Meaningful learning requires activation of relevant prior knowledge (Ausubel, 1962, 1963). Learners who encounter a new concept equipped with relevant, activated, adequate prior knowledge will find the new concept intuitive. When concepts are not intuitive, learners often struggle and may fail (Hestenes, Wells, & Swackhamer, 1992). When learners do not have prerequisite knowledge, instruction should provide relevant experience (Merrill, 2002). This chapter summarizes how game-based, metaphor-enhanced (GaME) learning objects can help learners construct viable prior knowledge from game play experience. Learners play a GaME to construct prerequisite knowledge that will prepare them for direct instruction.

The GaME research program is founded on the assumption that game-based technologies are powerful learning tools (Gee, 2003, 2005a). The program specializes in one type of learning objective and one event of instruction:

  • Learning objective: Complex, introductory concepts

  • Event of instruction: Prior knowledge

GaMEs are engineered to make complex concepts both embodied and intuitive. A GaME:

  • Is game-based. A GaME has goals, a system, and game play. The goal is to motivate targeted learning. In addition, transactions within the game world connect learning to the player’s sensory and perceptual systems.

  • Is metaphor-enhanced. GaME design applies cognitive science theories of analogical reasoning. The GaME world, its relational system, and the game goal are analogs for the targeted conceptual domain. The GaME lets learners construct sound and viable mental models of targeted conceptual domains.

  • Is a learning object. A GaME functions as a self-contained, decontextualized instructional module.

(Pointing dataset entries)
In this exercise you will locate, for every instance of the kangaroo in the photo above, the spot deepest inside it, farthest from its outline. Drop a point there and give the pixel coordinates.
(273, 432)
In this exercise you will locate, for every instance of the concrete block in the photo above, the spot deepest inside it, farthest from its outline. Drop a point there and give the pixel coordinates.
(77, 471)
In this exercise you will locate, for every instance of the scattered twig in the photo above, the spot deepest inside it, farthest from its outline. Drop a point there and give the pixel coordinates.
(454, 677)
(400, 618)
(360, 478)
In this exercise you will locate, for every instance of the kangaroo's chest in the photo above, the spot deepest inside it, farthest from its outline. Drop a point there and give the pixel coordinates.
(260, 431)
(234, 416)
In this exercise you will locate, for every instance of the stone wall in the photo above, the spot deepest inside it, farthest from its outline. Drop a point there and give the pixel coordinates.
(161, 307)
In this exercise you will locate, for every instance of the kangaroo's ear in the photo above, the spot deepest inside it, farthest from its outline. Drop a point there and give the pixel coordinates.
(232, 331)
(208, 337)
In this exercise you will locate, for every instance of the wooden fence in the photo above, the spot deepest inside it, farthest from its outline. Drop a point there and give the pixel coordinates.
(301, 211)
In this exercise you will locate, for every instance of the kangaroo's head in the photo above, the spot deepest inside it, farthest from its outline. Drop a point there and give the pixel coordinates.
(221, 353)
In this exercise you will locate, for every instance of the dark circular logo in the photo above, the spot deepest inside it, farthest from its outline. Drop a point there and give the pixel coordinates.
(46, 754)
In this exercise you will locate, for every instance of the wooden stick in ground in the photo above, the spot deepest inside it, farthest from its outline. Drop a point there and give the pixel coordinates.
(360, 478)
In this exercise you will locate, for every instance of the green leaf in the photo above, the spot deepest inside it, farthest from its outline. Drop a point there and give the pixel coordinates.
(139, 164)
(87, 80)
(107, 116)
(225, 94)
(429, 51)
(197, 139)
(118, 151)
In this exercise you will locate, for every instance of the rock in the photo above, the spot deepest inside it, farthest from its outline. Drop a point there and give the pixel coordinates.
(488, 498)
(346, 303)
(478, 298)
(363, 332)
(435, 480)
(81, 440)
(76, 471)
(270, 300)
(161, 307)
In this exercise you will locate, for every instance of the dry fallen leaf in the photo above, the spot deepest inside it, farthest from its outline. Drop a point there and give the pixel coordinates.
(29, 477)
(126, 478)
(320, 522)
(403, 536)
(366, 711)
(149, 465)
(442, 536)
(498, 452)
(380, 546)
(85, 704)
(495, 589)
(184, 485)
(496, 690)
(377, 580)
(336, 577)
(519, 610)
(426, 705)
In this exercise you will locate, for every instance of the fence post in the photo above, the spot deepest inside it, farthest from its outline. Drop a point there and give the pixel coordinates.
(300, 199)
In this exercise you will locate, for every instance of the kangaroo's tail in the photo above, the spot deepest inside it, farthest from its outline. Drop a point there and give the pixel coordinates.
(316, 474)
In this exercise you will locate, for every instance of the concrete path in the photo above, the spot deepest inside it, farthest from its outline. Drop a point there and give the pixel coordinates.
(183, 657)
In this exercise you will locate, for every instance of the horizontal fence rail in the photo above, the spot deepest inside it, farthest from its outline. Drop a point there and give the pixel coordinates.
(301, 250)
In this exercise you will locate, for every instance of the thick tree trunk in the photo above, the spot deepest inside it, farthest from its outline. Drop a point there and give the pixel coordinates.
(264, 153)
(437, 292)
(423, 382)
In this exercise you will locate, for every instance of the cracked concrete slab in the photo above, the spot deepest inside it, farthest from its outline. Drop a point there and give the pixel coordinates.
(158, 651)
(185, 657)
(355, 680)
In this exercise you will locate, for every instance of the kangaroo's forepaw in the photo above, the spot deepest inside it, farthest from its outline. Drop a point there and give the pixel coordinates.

Task list —
1) In the passage on GaME learning objects, what learning objective does the GaME research program specialize in?
2) Extend the passage on GaME learning objects beyond its final sentence.
None of the entries are needed.

Replies —
1) Complex, introductory concepts.

2)
  • Accelerates the experience. A good novel or movie focuses on experience salient to its story and compresses days, years, and even lifetimes in a few hours. GaMEs focus on experience relevant to the targeted conceptual domain. Over a few hours of engineered game play, players experience days, years, and even lifetime equivalents of viable transactions with the target domain.

A GaME design team specifies the relational structure of the target domain and then defines an analogous GaME world of time, space, and the objects and relations that define them. Within the GaME world these become relevant lived experience for learners. Learners construct a model of how to progress through the GaME system. They form hypotheses and test them, developing a mental model analogous to the targeted domain by creating viable prior knowledge. Research has shown that lived experience in the physical world often leads to mental models that make science concepts counterintuitive (Hestenes et al., 1992). GaMEs are engineered for lived experience within a GaME world that makes science concepts intuitive.